**WHAT THE EXERCISE ASKS**: Please copy exactly the lines that run from the start of the entries to the line containing "target | green and white cardigan", inclusive.

Dataset entries
╭──
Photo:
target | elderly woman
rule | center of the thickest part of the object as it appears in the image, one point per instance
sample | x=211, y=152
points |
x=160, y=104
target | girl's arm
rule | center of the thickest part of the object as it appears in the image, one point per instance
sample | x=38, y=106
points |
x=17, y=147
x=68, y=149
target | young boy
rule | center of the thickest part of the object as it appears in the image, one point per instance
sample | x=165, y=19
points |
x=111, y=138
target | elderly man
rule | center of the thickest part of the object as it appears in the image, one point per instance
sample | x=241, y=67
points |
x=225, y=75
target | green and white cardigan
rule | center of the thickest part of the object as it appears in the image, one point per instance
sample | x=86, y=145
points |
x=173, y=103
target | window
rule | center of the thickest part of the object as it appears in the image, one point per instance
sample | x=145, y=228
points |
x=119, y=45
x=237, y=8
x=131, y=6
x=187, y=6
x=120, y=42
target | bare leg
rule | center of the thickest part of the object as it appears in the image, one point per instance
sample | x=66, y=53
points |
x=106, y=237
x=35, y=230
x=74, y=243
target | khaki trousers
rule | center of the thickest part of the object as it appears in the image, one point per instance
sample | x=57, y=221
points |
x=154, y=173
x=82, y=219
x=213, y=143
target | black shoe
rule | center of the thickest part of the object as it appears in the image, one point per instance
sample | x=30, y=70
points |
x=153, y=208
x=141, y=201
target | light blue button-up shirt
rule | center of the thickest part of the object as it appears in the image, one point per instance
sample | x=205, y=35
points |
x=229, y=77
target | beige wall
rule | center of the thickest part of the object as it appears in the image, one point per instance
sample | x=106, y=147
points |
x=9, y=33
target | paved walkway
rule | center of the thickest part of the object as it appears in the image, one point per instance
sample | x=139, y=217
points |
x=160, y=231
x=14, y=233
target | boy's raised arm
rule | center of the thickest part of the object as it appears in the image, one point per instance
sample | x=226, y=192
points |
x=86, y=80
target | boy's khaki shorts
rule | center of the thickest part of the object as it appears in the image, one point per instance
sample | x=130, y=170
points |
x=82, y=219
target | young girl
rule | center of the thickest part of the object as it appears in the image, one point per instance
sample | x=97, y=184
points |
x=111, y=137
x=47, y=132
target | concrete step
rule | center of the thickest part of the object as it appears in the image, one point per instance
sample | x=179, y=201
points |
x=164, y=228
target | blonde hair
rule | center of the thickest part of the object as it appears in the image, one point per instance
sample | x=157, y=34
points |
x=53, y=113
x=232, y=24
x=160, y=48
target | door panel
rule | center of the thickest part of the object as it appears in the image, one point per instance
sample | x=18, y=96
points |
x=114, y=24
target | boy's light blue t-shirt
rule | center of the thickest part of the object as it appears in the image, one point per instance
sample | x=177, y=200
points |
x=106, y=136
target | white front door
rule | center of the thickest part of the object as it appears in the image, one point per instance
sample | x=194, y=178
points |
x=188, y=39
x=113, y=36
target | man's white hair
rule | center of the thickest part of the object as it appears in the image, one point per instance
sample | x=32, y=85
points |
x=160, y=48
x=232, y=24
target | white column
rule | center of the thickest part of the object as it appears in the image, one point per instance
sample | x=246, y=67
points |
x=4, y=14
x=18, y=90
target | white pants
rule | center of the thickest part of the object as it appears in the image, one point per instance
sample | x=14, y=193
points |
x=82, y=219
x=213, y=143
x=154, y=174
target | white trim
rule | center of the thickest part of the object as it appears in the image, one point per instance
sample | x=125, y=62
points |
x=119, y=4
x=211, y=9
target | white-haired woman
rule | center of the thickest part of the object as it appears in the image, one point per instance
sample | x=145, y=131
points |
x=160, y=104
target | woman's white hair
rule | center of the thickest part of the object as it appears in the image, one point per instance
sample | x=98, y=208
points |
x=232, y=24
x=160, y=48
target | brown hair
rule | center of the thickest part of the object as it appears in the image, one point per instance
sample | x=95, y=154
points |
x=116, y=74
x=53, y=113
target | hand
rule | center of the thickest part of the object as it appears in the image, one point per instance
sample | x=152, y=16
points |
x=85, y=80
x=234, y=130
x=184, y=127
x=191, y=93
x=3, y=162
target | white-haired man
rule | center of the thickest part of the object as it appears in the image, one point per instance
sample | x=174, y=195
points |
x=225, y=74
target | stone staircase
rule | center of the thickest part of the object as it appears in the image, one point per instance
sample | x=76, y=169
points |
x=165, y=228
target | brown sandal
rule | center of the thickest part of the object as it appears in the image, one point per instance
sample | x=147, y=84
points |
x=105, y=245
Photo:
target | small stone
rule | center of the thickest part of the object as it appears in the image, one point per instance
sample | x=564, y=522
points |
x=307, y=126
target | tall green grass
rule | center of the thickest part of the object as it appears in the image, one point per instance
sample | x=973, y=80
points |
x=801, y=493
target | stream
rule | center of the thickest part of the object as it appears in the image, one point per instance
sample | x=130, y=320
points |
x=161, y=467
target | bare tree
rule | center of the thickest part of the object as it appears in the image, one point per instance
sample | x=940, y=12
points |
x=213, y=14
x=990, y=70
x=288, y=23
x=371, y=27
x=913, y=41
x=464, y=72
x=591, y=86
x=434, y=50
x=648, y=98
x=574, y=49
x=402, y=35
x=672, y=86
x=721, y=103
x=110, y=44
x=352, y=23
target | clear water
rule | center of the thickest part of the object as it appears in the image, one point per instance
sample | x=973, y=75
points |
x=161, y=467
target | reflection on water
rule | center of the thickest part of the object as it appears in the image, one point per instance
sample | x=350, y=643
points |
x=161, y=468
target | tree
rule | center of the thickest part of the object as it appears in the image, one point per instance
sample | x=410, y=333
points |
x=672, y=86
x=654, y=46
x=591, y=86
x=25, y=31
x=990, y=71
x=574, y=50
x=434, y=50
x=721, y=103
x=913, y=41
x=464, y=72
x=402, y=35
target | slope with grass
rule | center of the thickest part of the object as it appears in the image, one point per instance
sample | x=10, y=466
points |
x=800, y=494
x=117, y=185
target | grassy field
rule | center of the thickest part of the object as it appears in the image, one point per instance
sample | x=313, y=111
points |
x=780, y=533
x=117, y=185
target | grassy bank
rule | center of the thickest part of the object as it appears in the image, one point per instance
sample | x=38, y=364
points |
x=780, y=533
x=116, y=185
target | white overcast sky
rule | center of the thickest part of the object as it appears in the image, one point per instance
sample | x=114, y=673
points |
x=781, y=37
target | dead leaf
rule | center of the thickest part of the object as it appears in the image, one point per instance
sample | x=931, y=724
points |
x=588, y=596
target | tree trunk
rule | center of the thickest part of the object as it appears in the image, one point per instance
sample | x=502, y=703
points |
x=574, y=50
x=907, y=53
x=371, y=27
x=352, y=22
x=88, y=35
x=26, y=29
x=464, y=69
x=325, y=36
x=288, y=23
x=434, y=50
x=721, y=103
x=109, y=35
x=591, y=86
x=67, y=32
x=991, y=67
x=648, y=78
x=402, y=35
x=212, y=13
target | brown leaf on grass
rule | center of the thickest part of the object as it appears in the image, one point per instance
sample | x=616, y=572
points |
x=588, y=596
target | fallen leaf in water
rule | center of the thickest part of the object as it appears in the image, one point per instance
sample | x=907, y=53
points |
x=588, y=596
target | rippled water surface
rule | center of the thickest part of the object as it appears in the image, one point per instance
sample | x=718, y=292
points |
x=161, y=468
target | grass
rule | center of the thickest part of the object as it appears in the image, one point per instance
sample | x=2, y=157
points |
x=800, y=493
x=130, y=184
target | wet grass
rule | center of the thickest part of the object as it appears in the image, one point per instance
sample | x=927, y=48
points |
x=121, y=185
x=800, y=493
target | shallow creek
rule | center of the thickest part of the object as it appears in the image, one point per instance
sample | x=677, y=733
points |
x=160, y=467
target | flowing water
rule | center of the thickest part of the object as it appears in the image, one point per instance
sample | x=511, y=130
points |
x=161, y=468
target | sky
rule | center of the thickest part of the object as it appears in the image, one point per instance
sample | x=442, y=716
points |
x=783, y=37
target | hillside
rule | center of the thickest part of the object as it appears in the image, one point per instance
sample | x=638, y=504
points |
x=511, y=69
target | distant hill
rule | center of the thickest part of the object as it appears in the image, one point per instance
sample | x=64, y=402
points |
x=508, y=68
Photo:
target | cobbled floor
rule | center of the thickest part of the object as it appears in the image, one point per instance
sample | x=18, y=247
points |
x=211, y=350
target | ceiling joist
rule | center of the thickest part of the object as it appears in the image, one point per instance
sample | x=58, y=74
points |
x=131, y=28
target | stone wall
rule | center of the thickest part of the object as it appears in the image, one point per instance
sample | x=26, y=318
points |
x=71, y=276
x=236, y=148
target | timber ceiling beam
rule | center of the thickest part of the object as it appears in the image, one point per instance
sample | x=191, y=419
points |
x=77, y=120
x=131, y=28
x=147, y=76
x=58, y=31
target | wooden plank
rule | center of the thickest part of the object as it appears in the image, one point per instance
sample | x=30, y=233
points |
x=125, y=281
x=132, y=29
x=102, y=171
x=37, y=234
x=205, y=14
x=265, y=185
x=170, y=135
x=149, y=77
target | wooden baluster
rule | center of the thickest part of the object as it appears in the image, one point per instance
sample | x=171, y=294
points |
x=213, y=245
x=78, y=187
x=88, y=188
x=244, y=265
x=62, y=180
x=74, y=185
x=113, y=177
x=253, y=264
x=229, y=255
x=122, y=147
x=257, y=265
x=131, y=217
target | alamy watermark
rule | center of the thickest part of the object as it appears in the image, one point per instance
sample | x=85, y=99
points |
╰──
**SOLUTION FOR THIS EXERCISE**:
Photo:
target | elderly woman
rule | center of the thickest part of the object as it appears in the image, one point per instance
sample | x=211, y=152
points |
x=160, y=104
target | girl's arm
rule | center of the thickest part of the object as it appears in the image, one point per instance
sample | x=38, y=106
points |
x=17, y=147
x=68, y=149
target | young boy
rule | center of the thickest part of the object as it appears in the image, one point per instance
sample | x=165, y=19
points |
x=111, y=138
target | elderly man
rule | center of the thickest part of the object as it appears in the image, one point per instance
sample | x=241, y=67
points |
x=225, y=75
target | green and white cardigan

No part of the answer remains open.